▶ _TASK GOAL_
Write out word for word the part of the ElectrumClient rework text below that starts with "The architecture of" and goes on through "behaves in practice.".

Rework `ElectrumClient` #512

t-bast · 2023-07-12T10:52:08Z

Our ElectrumClient was poorly documented and had unexpected behavior in various non-trivial edge cases (e.g. disconnections while RPC calls are pending). Since we rely on untrusted electrum servers, we need clearer requirements on what to do in case of failures, and a mechanism to automatically disconnect from malicious-looking or buggy servers.

The architecture of the coroutines spawned by the ElectrumClient was also confusing, with for example the cancel() method called sometimes on child jobs, sometimes on the main scope, which was really hard to reason about since supervision wasn't explicit.

I highly recommend reviewing commits independently, as they are all narrowly scoped to fix a specific issue. We should also spend some time testing this in Phoenix to see how it behaves in practice.

I removed the CoroutineExceptionHandler installed on TLS sockets, but that is unfortunately premature. While this new version of the ElectrumClient doesn't crash when the socket is remotely closed in unit tests (while the previous version did crash), the behavior is different on Android and the application will still crash: we need ktorio/ktor#3690 to be integrated into ktor before we can safely get rid of it. But since it may also have unintended side-effects, I'm not sure yet whether we should keep it or not in this PR.

▶ _COLLECTED DATA_
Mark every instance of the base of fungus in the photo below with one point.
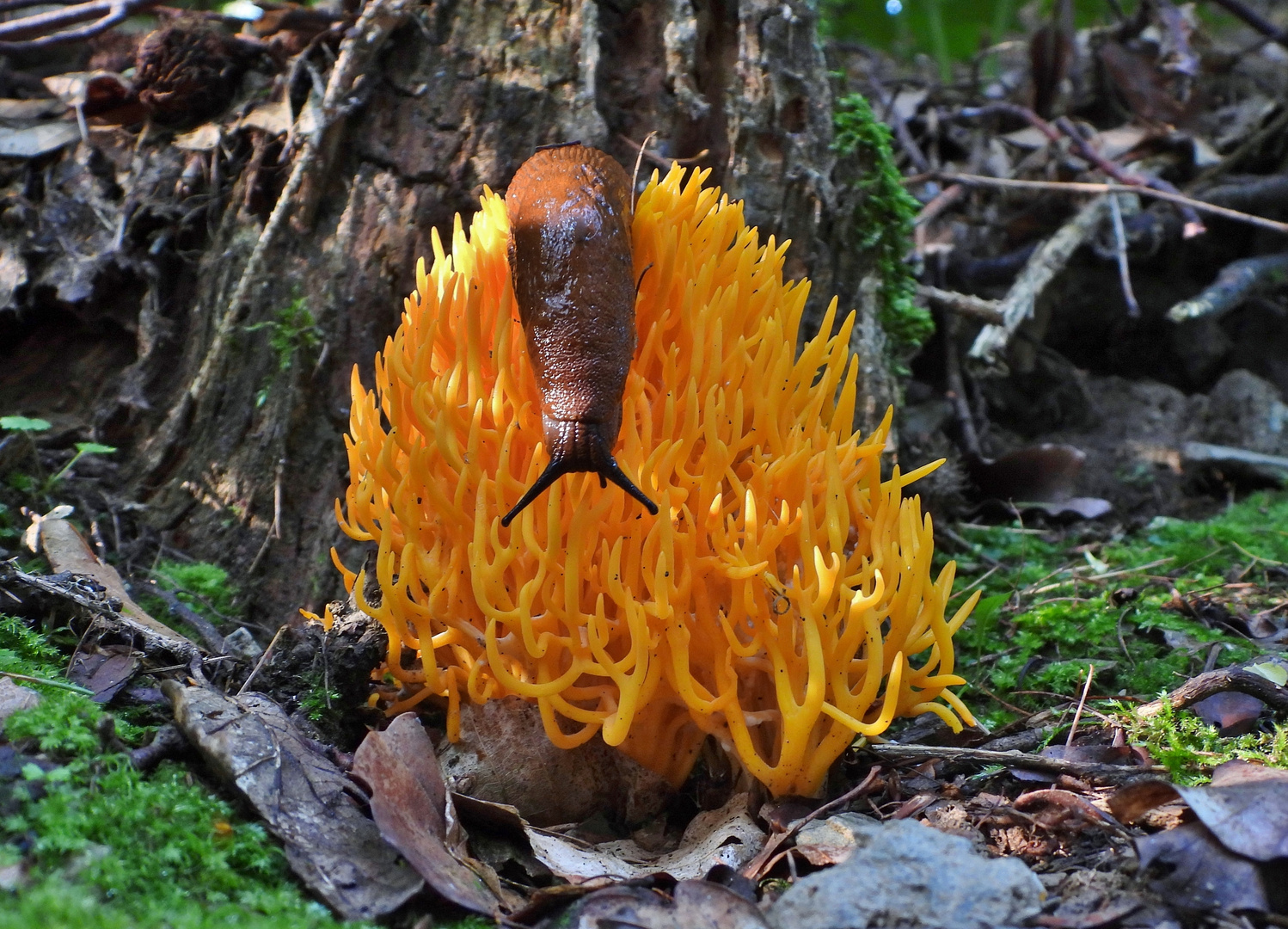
(782, 600)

▶ _THE ANSWER_
The architecture of the coroutines spawned by the ElectrumClient was also confusing, with for example the cancel() method called sometimes on child jobs, sometimes on the main scope, which was really hard to reason about since supervision wasn't explicit.

I highly recommend reviewing commits independently, as they are all narrowly scoped to fix a specific issue. We should also spend some time testing this in Phoenix to see how it behaves in practice.